____ EXTRACTED ENTRIES
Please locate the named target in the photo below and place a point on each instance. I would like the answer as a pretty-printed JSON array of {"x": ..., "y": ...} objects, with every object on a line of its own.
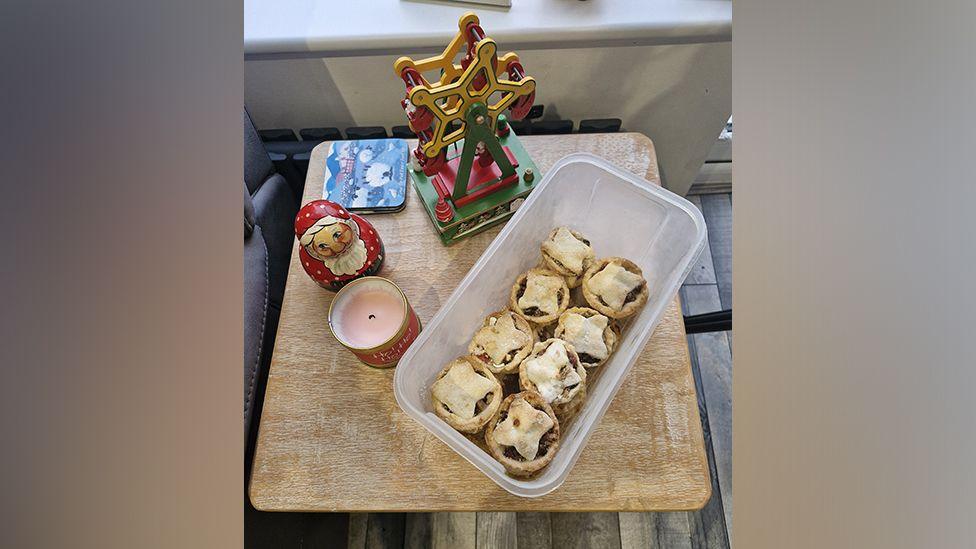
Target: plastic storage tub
[{"x": 622, "y": 215}]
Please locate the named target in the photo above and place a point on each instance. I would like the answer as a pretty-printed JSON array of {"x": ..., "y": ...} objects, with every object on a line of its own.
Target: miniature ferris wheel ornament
[{"x": 485, "y": 182}]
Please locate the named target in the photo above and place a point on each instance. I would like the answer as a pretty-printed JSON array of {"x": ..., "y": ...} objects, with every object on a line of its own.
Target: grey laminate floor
[{"x": 708, "y": 288}]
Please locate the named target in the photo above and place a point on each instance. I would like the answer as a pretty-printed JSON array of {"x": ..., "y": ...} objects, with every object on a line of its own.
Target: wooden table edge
[{"x": 692, "y": 505}]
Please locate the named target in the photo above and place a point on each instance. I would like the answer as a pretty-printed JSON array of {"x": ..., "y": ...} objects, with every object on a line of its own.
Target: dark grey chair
[{"x": 269, "y": 213}]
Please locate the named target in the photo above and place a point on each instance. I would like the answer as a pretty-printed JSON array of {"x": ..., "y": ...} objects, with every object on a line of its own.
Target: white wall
[{"x": 678, "y": 95}]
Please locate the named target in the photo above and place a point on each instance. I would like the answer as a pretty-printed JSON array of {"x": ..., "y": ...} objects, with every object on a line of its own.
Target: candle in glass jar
[{"x": 372, "y": 318}]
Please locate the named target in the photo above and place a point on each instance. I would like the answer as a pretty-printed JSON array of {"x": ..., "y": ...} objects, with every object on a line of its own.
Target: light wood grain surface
[{"x": 332, "y": 437}]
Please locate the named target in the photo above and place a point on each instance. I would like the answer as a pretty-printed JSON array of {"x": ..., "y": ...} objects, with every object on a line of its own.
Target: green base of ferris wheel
[{"x": 489, "y": 210}]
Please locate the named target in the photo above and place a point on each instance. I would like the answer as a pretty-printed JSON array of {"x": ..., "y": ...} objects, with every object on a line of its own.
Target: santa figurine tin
[{"x": 336, "y": 246}]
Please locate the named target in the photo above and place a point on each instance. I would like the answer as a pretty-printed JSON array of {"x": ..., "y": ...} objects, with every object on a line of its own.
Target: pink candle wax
[{"x": 368, "y": 314}]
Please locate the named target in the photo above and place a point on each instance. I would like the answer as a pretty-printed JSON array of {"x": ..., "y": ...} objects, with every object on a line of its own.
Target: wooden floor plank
[
  {"x": 384, "y": 531},
  {"x": 712, "y": 358},
  {"x": 715, "y": 364},
  {"x": 671, "y": 530},
  {"x": 496, "y": 530},
  {"x": 585, "y": 530},
  {"x": 357, "y": 530},
  {"x": 704, "y": 270},
  {"x": 636, "y": 530},
  {"x": 718, "y": 216},
  {"x": 417, "y": 531},
  {"x": 533, "y": 530},
  {"x": 453, "y": 530}
]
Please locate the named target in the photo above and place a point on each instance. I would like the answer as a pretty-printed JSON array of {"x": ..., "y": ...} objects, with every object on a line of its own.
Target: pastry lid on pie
[
  {"x": 503, "y": 334},
  {"x": 525, "y": 435},
  {"x": 568, "y": 251},
  {"x": 539, "y": 295},
  {"x": 461, "y": 389},
  {"x": 523, "y": 427},
  {"x": 552, "y": 369},
  {"x": 615, "y": 286}
]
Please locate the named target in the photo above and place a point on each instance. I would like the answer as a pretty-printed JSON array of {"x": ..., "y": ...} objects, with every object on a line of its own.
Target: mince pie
[
  {"x": 524, "y": 435},
  {"x": 555, "y": 372},
  {"x": 540, "y": 295},
  {"x": 568, "y": 253},
  {"x": 466, "y": 395},
  {"x": 615, "y": 287},
  {"x": 592, "y": 334},
  {"x": 502, "y": 342}
]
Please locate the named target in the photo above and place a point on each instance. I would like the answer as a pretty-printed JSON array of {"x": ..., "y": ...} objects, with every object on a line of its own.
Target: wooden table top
[{"x": 332, "y": 437}]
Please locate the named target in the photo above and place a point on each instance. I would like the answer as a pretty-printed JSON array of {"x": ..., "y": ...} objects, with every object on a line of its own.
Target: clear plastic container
[{"x": 622, "y": 215}]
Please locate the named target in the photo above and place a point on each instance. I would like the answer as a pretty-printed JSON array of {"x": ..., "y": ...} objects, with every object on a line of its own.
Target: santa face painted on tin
[
  {"x": 336, "y": 246},
  {"x": 330, "y": 241},
  {"x": 336, "y": 243}
]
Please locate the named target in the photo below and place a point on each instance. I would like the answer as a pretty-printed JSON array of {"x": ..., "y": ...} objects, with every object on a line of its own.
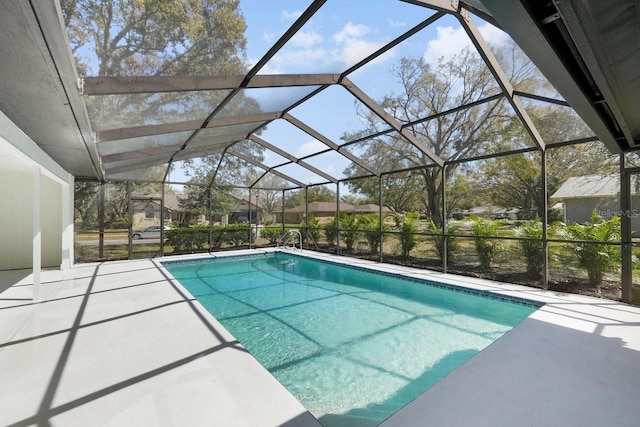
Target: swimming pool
[{"x": 354, "y": 346}]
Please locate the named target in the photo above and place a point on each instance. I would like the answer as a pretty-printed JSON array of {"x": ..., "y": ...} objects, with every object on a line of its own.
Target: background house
[
  {"x": 581, "y": 195},
  {"x": 326, "y": 211}
]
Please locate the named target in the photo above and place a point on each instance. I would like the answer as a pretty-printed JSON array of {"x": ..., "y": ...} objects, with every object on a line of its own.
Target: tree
[
  {"x": 400, "y": 191},
  {"x": 516, "y": 180},
  {"x": 269, "y": 197},
  {"x": 464, "y": 133},
  {"x": 85, "y": 200},
  {"x": 156, "y": 37}
]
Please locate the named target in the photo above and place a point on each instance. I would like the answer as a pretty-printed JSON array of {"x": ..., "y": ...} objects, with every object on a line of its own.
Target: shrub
[
  {"x": 439, "y": 239},
  {"x": 350, "y": 227},
  {"x": 186, "y": 239},
  {"x": 331, "y": 231},
  {"x": 312, "y": 232},
  {"x": 272, "y": 234},
  {"x": 486, "y": 247},
  {"x": 237, "y": 234},
  {"x": 532, "y": 249},
  {"x": 596, "y": 258},
  {"x": 407, "y": 236},
  {"x": 370, "y": 225}
]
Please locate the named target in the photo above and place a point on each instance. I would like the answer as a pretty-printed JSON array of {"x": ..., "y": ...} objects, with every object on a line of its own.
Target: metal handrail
[{"x": 288, "y": 237}]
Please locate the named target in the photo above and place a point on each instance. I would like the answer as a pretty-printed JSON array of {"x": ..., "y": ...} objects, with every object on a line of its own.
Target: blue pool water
[{"x": 352, "y": 345}]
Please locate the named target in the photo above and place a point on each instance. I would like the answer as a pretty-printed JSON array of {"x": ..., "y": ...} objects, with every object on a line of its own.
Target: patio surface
[{"x": 123, "y": 344}]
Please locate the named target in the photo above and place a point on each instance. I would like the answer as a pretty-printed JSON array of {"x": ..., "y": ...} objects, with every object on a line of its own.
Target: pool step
[{"x": 361, "y": 417}]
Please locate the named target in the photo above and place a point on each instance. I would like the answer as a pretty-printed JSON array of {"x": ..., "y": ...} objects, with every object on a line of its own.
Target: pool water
[{"x": 353, "y": 346}]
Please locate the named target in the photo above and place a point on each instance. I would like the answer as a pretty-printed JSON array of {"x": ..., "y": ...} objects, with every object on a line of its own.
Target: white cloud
[
  {"x": 353, "y": 47},
  {"x": 268, "y": 37},
  {"x": 309, "y": 148},
  {"x": 451, "y": 40},
  {"x": 351, "y": 31},
  {"x": 306, "y": 38},
  {"x": 290, "y": 16},
  {"x": 396, "y": 24}
]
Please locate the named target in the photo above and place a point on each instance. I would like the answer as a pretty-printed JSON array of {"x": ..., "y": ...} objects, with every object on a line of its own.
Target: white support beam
[
  {"x": 503, "y": 81},
  {"x": 341, "y": 150},
  {"x": 391, "y": 121},
  {"x": 123, "y": 85},
  {"x": 67, "y": 207},
  {"x": 193, "y": 125},
  {"x": 293, "y": 158},
  {"x": 37, "y": 232},
  {"x": 266, "y": 168},
  {"x": 449, "y": 6}
]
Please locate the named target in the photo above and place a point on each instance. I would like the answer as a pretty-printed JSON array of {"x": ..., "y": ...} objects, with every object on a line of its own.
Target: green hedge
[{"x": 197, "y": 238}]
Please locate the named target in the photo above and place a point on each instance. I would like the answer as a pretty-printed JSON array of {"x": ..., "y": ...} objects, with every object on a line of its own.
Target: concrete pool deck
[{"x": 121, "y": 343}]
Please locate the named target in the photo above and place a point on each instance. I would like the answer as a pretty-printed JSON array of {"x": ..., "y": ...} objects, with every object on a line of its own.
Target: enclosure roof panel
[{"x": 213, "y": 86}]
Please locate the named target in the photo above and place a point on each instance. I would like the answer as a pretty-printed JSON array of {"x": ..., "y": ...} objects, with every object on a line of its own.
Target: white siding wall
[
  {"x": 16, "y": 219},
  {"x": 51, "y": 217},
  {"x": 16, "y": 222}
]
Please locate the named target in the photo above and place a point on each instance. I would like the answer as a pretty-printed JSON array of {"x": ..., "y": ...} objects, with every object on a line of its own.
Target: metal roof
[
  {"x": 588, "y": 186},
  {"x": 588, "y": 50}
]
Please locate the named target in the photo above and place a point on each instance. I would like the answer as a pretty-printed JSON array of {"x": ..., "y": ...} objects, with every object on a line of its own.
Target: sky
[{"x": 338, "y": 36}]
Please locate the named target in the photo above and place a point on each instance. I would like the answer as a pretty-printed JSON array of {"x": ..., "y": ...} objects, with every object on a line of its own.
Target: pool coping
[
  {"x": 485, "y": 293},
  {"x": 524, "y": 378}
]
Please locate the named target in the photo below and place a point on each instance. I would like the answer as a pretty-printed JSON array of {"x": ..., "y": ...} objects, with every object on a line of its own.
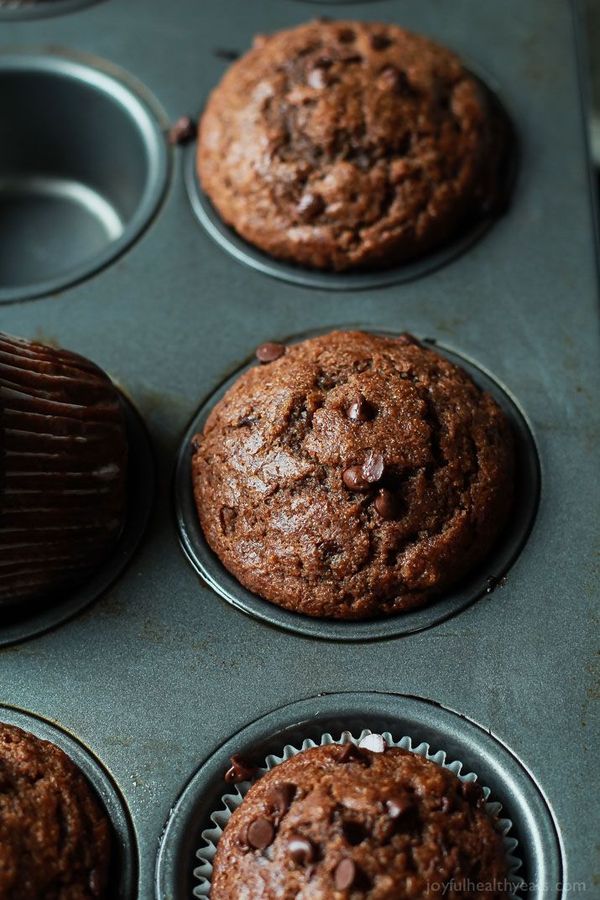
________
▸ ACTIVITY
Copy nothing outside the span: please output the lines from the one with "Target: pool coping" through the end of the entries above, and skip the pictures.

▸ RESPONSE TO THIS EXERCISE
Target: pool coping
[
  {"x": 485, "y": 293},
  {"x": 524, "y": 378}
]
Please locate the named target in the photo below and place a point on each instance. I would like the answer as a pretty-printed JSON array of {"x": ..., "y": ...} objects, with every object on a line of its own.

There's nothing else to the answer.